» **Task to complete**
Extract the complete data exactly as given.

» **Supplied data**
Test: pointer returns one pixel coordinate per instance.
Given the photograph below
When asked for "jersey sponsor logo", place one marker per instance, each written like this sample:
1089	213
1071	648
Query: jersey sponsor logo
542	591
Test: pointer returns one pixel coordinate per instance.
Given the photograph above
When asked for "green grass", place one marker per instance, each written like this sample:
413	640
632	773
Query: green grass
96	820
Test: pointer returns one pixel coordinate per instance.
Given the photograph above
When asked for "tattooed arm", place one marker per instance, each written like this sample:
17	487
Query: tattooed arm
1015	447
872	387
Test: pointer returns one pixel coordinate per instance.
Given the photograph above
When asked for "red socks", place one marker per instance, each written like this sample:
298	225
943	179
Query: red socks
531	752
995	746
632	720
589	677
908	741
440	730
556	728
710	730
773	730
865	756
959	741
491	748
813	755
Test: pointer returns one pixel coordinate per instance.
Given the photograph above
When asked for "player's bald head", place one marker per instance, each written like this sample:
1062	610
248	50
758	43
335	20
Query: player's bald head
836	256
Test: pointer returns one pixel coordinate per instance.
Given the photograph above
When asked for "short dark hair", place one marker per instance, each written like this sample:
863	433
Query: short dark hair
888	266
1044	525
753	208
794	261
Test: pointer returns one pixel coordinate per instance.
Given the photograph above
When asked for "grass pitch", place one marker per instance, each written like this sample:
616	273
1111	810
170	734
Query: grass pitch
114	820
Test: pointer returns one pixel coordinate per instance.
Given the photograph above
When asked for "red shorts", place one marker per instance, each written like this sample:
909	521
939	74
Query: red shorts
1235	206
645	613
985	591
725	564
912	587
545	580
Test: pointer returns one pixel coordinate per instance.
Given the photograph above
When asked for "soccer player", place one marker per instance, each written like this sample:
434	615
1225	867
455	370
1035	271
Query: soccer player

» **Answer to this exercise**
Test: pointer returns one pixel coordinate per instance.
Given the photograph below
When asked for "jersey sponsor logo", place one marker per instance, each written like this sample:
1089	213
1071	648
Query: jersey sponsor logo
542	591
Test: pointer returns one pixel coordinate per instance.
Given the photograph above
When asked for "green grass", place one marker per instance, each written like this sample:
413	640
632	773
Query: green grass
96	820
Test: pointer returns one pixel coordinate per instance.
Given the photograph above
When asked for "tattooed arm", place one marker per instance, each written like this sample:
17	487
Query: tattooed arm
1015	447
872	387
Test: pointer returns one pixel coordinate per instance.
Given the photograph above
When asked for "red socks", place one marker per instance, each written like this sample:
298	225
943	179
Query: red socks
531	752
995	746
632	720
589	677
908	741
440	730
556	728
710	730
773	730
865	756
959	741
491	748
813	755
Test: pointer returns one pixel coordinate per instance.
Given the photograph above
When asked for "player's bald head", place one marker per instance, each written like this sample:
1062	610
248	50
758	43
335	20
Query: player's bald head
836	256
Test: pointer returns one pixel coordinate per instance.
Given the photograph above
When asked for "short dark hair", place one marker per instance, each written like this sample:
863	433
Query: short dark hair
888	266
1044	525
753	208
794	261
Test: pointer returns one pixel coordinate per instance.
Given the photograph above
When asked for "grass pitch", place one marker per instance, each written like this sample:
616	273
1111	810
170	734
Query: grass pitch
114	820
Test: pointer returns one pixel coordinate per instance.
Given the photograph above
When asked for "red shorts", place one marker per instance, each written like this sample:
909	521
939	74
Query: red shorts
1235	206
645	613
985	591
725	564
912	587
545	580
Test: pointer returns one pixel coordinate per instance.
Given the photograph above
When asked for "soccer player", place one marker per instance, each written like this sample:
434	615
1225	867
455	370
1035	271
Query: soccer player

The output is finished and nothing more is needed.